— START Text segment —
Last week alone, it offered:

"Place your butts! Forget the horses … all eyes are on Carol Vorderman in a sexy figure-hugging dress at Cheltenham", or, for American bum-fanciers "Check It Out! A bikini-clad Nicki Minaj shows off her VERY shapely behind on the set of new video".

But mostly the sidebar had its eyes on higher things: "Selena Gomez displays her toned stomach in ANOTHER barely there outfit on set of Spring Breakers."

Most often it looks higher still: "A right mesh! Rihanna reveals far too much in see-through top as she dines in New York", or "Need a bigger bikini Rita? Rusic, 51, almost falls out of her itsy bitsy two-piece as she hits the Miami beach". This story was apparently so important that it appeared the next day, too: "Peekaboo! Bikini-clad Rita Rusic reveals more than beach-goers bargain for as she readjusts her swimsuit".

Sometimes the angle widens to show us the whole woman: "Where's the rest of it? Amy Childs vajazzles on the catwalk as she launches her skimpy clothing range."

And once or twice there is even a suggestion that these women have minds, even if there's only one thing on them. Who can forget the sidebar's coverage of American politics: "'I'm strictly dickly … I love sex and I love men'. Former presidential candidate's daughter Meghan McCain opens up for Playboy interview."

The sidebar of shame does a lot to explain, I think, why the Mail Online is now one of the two largest newspaper websites in the world, disputing top place with the New York Times. It's not the only reason. The site also writes headlines, and picks stories, that make you want to read on. But since it is clearly a machine for amassing click-throughs, the predominance of these stories tells us a lot about what popular journalism on the internet is going to be like.
— END Text segment —
Written task:
Reproduce the passage on the Mail Online sidebar word for word, in full. The rows play no part in this.
— START Dataset rows —
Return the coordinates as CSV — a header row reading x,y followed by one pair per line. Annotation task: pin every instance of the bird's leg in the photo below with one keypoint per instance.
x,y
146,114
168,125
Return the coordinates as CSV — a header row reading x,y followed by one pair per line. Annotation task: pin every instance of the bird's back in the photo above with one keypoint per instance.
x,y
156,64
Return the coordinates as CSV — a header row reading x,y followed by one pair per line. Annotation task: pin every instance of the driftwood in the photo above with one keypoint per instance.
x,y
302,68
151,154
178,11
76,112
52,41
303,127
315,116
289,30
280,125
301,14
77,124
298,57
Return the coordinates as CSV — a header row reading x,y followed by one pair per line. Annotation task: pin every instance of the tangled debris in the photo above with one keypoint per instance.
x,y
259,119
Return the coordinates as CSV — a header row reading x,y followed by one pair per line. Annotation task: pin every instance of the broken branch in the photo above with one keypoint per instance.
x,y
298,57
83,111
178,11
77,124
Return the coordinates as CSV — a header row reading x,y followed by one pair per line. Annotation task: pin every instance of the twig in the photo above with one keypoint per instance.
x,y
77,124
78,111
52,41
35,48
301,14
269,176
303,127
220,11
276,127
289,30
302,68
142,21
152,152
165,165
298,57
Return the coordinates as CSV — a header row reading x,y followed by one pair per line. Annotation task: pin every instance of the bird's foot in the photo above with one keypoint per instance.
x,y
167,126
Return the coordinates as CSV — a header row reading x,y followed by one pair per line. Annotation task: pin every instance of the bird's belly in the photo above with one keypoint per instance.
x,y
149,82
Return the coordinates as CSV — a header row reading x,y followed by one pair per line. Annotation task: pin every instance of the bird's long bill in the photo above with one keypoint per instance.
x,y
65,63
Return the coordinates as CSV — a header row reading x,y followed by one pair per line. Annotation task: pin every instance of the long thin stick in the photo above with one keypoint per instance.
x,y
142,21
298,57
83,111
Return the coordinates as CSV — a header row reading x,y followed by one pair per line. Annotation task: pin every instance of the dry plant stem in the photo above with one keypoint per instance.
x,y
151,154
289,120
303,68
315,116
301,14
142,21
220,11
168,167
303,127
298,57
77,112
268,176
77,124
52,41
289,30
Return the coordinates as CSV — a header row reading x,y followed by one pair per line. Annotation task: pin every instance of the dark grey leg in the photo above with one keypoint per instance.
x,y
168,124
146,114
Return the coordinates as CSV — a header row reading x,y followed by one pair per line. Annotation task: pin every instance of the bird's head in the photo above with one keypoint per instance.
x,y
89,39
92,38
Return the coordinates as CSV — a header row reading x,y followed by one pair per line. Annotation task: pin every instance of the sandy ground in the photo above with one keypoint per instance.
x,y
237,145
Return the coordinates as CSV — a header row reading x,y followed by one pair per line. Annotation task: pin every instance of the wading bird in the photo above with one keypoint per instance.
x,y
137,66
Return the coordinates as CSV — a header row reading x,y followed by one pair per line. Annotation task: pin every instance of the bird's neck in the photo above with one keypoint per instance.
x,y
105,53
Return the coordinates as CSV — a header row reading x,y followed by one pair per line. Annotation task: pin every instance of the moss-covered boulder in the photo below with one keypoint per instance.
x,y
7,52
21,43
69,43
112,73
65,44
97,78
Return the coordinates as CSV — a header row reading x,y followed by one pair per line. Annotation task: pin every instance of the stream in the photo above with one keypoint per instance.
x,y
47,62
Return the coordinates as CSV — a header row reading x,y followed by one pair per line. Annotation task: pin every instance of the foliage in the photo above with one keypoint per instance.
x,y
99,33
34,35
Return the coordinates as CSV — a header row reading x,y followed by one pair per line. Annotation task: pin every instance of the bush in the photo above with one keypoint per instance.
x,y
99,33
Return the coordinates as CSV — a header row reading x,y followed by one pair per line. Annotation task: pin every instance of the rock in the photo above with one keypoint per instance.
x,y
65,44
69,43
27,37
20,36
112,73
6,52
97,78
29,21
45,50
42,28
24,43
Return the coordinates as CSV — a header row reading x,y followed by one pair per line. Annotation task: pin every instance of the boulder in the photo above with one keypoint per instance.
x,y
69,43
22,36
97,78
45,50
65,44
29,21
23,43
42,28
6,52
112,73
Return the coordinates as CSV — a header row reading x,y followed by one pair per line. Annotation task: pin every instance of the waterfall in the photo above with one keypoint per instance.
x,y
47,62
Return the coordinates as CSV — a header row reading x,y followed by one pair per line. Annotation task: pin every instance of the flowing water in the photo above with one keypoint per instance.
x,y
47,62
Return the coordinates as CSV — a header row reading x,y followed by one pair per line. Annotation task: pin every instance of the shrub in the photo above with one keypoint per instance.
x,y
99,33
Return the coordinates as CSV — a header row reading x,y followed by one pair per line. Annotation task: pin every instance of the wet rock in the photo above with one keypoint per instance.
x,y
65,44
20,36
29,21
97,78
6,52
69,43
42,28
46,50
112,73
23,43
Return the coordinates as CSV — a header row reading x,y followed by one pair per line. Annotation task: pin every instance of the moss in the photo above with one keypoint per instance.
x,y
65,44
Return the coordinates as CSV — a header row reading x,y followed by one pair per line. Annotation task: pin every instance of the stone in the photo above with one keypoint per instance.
— END Dataset rows —
Solution to this task:
Last week alone, it offered:

"Place your butts! Forget the horses … all eyes are on Carol Vorderman in a sexy figure-hugging dress at Cheltenham", or, for American bum-fanciers "Check It Out! A bikini-clad Nicki Minaj shows off her VERY shapely behind on the set of new video".

But mostly the sidebar had its eyes on higher things: "Selena Gomez displays her toned stomach in ANOTHER barely there outfit on set of Spring Breakers."

Most often it looks higher still: "A right mesh! Rihanna reveals far too much in see-through top as she dines in New York", or "Need a bigger bikini Rita? Rusic, 51, almost falls out of her itsy bitsy two-piece as she hits the Miami beach". This story was apparently so important that it appeared the next day, too: "Peekaboo! Bikini-clad Rita Rusic reveals more than beach-goers bargain for as she readjusts her swimsuit".

Sometimes the angle widens to show us the whole woman: "Where's the rest of it? Amy Childs vajazzles on the catwalk as she launches her skimpy clothing range."

And once or twice there is even a suggestion that these women have minds, even if there's only one thing on them. Who can forget the sidebar's coverage of American politics: "'I'm strictly dickly … I love sex and I love men'. Former presidential candidate's daughter Meghan McCain opens up for Playboy interview."

The sidebar of shame does a lot to explain, I think, why the Mail Online is now one of the two largest newspaper websites in the world, disputing top place with the New York Times. It's not the only reason. The site also writes headlines, and picks stories, that make you want to read on. But since it is clearly a machine for amassing click-throughs, the predominance of these stories tells us a lot about what popular journalism on the internet is going to be like.